Task instructions => Please restate all of the records word for word, setting the pictures aside.

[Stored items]
***
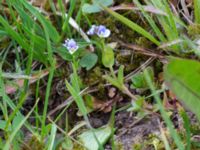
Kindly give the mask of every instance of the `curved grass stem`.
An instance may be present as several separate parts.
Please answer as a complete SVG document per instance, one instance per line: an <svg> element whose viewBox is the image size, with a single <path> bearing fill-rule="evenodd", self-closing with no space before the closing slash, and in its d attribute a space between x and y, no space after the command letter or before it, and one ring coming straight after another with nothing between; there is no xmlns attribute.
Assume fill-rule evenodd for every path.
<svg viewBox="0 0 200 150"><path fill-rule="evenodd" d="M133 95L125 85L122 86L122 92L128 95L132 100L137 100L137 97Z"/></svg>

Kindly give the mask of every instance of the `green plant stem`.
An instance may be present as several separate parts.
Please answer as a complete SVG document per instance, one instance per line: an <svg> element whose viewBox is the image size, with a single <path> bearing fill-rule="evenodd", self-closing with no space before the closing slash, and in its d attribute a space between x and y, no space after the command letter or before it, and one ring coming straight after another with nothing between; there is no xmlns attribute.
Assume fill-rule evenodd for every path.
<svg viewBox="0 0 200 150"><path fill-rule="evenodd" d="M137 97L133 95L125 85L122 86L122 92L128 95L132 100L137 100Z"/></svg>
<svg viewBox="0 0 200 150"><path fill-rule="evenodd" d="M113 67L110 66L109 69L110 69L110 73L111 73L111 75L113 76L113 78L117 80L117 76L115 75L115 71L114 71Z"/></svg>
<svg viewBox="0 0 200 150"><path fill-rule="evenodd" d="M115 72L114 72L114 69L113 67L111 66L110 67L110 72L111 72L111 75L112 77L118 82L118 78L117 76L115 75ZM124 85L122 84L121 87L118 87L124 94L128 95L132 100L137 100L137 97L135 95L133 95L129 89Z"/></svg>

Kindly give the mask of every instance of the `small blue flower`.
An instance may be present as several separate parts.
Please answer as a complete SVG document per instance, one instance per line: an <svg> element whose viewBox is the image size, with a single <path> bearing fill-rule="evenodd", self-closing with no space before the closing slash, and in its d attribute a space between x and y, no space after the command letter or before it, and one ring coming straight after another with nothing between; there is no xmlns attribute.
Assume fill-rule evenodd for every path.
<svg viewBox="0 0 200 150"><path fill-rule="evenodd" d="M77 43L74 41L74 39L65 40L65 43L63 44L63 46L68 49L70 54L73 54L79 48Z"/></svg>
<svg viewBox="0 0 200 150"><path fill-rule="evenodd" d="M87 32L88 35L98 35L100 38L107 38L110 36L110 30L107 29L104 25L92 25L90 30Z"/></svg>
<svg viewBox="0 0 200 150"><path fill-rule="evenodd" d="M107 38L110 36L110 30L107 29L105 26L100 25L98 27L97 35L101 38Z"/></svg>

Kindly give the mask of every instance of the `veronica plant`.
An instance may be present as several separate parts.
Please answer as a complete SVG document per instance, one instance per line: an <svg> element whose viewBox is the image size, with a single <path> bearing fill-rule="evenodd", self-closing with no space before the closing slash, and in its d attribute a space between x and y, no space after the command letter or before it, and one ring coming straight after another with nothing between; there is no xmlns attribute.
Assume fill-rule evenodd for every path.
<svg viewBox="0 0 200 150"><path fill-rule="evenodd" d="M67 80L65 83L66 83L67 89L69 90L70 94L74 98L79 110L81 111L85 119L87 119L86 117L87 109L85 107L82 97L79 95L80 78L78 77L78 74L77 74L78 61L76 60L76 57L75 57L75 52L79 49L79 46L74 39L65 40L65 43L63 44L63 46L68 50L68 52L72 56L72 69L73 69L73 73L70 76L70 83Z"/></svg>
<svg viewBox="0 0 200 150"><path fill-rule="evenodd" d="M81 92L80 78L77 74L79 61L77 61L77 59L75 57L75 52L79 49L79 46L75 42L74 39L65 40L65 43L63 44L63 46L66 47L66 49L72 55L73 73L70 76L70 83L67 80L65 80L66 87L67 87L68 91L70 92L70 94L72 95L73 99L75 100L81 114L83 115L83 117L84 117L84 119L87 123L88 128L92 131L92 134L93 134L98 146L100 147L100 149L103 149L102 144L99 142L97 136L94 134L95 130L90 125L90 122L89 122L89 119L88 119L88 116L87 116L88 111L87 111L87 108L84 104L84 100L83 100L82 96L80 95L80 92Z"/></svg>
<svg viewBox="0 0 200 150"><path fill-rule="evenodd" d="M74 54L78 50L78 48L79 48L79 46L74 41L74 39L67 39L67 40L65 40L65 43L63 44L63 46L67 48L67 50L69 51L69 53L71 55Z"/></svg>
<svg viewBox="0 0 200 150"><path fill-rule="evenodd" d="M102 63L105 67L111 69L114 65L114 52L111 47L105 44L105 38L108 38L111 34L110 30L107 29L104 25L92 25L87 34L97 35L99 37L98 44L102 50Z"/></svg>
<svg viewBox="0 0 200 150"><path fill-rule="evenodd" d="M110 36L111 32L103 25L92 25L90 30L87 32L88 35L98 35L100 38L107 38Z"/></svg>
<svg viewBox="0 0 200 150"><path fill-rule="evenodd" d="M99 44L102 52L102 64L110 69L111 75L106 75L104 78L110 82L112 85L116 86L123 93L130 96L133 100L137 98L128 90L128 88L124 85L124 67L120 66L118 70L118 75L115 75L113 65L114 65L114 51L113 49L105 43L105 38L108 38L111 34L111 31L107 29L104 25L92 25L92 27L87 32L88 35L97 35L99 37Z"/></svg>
***
Result of the exercise =>
Kindly give the mask of every instance of the `curved grass stem`.
An instance may be present as several separate parts.
Please answer as a complete SVG document per instance, one instance per line: an <svg> element whose viewBox is the image size, with a single <path> bearing fill-rule="evenodd", self-closing with no space before the closing slash, and in its d attribute a space between x and y, no space after the command letter or before it, and one ring coming straight after another with nothing between; there is no xmlns attribute.
Assume fill-rule evenodd for every path.
<svg viewBox="0 0 200 150"><path fill-rule="evenodd" d="M133 95L125 85L122 86L122 92L128 95L132 100L137 100L137 97Z"/></svg>

Kindly give the mask of every instance of the `green plant stem`.
An instance may be present as several separate parts.
Please answer as a complete SVG document per instance, one instance per line: an <svg> element whose viewBox is the image size, with a single <path> bearing fill-rule="evenodd", self-closing with no space before the closing slash, and in its d attribute a space between x and y, no space after the command letter or before it, and one ring coming straight after another with nothing between; there is no xmlns attribute.
Assume fill-rule evenodd for every path.
<svg viewBox="0 0 200 150"><path fill-rule="evenodd" d="M137 97L133 95L125 85L122 86L122 92L128 95L132 100L137 100Z"/></svg>
<svg viewBox="0 0 200 150"><path fill-rule="evenodd" d="M113 67L110 66L109 69L110 69L110 73L111 73L111 75L113 76L113 78L117 80L117 76L115 75L115 71L114 71Z"/></svg>
<svg viewBox="0 0 200 150"><path fill-rule="evenodd" d="M115 72L114 72L114 69L113 67L111 66L110 67L110 72L111 72L111 75L112 77L118 82L118 78L117 76L115 75ZM124 85L122 84L121 87L118 87L124 94L128 95L132 100L137 100L137 97L135 95L133 95L129 89Z"/></svg>

Kindly give the mask of every instance of the `small blue flower`.
An instance may be present as several separate parts.
Please answer as a complete SVG document per instance, one instance per line: an <svg> element whose viewBox is the image size, with a single <path> bearing fill-rule="evenodd", self-closing with no space before the closing slash, and in its d attribute a space between x and y, no space after the command letter or before it, and one ring coming straight after another with nothing between; there is no xmlns attribute.
Assume fill-rule evenodd for every path.
<svg viewBox="0 0 200 150"><path fill-rule="evenodd" d="M77 43L74 41L74 39L65 40L65 43L63 44L63 46L68 49L70 54L73 54L79 48Z"/></svg>
<svg viewBox="0 0 200 150"><path fill-rule="evenodd" d="M87 32L88 35L98 35L100 38L107 38L110 36L110 30L107 29L104 25L92 25L90 30Z"/></svg>
<svg viewBox="0 0 200 150"><path fill-rule="evenodd" d="M107 38L110 36L110 30L107 29L105 26L100 25L98 27L97 35L101 38Z"/></svg>

Kindly give the mask of every instance of the `veronica plant`.
An instance may be present as several separate parts.
Please answer as a complete SVG document per instance, one instance per line: an <svg> element whose viewBox is the image size, with a single <path> bearing fill-rule="evenodd", self-closing with no space before the closing slash, and in its d attribute a space between x and y, no space after the command letter or before it, and one ring coming straight after another with nothing between; there is no xmlns attribute.
Assume fill-rule evenodd for every path.
<svg viewBox="0 0 200 150"><path fill-rule="evenodd" d="M67 80L65 83L66 83L67 89L69 90L70 94L74 98L79 110L81 111L85 119L87 119L86 117L87 109L85 107L82 97L79 95L80 78L78 77L78 74L77 74L78 61L76 60L76 57L75 57L75 52L79 49L79 46L74 39L65 40L65 43L63 44L63 46L68 50L68 52L72 56L72 69L73 69L73 73L70 76L70 83Z"/></svg>
<svg viewBox="0 0 200 150"><path fill-rule="evenodd" d="M81 92L80 78L77 74L79 61L77 61L77 59L75 57L75 52L79 49L79 46L75 42L74 39L65 40L65 43L63 44L63 46L66 47L66 49L72 55L73 73L70 76L70 83L67 80L65 80L66 87L67 87L68 91L70 92L70 94L72 95L73 99L75 100L81 114L83 115L83 117L84 117L84 119L87 123L88 128L92 131L92 134L93 134L98 146L100 147L100 149L103 149L102 144L99 142L97 136L94 134L95 130L90 125L90 122L89 122L89 119L88 119L88 116L87 116L88 111L87 111L87 108L84 104L84 100L83 100L82 96L80 95L80 92Z"/></svg>
<svg viewBox="0 0 200 150"><path fill-rule="evenodd" d="M74 54L78 50L78 48L79 48L79 46L74 41L74 39L67 39L67 40L65 40L65 43L63 44L63 46L67 48L67 50L69 51L69 53L71 55Z"/></svg>
<svg viewBox="0 0 200 150"><path fill-rule="evenodd" d="M102 63L105 67L111 69L114 65L114 52L111 47L105 44L105 38L108 38L111 34L110 30L107 29L104 25L92 25L87 34L97 35L99 37L98 44L102 50Z"/></svg>
<svg viewBox="0 0 200 150"><path fill-rule="evenodd" d="M110 36L111 32L103 25L92 25L90 30L87 32L88 35L98 35L100 38L107 38Z"/></svg>
<svg viewBox="0 0 200 150"><path fill-rule="evenodd" d="M99 44L102 52L102 64L110 69L111 75L106 75L104 78L110 82L112 85L116 86L123 93L130 96L133 100L137 98L128 90L128 88L124 85L124 67L120 66L118 70L118 75L115 75L113 65L114 65L114 51L113 49L105 43L105 38L108 38L111 34L111 31L107 29L104 25L92 25L92 27L87 32L88 35L97 35L99 37Z"/></svg>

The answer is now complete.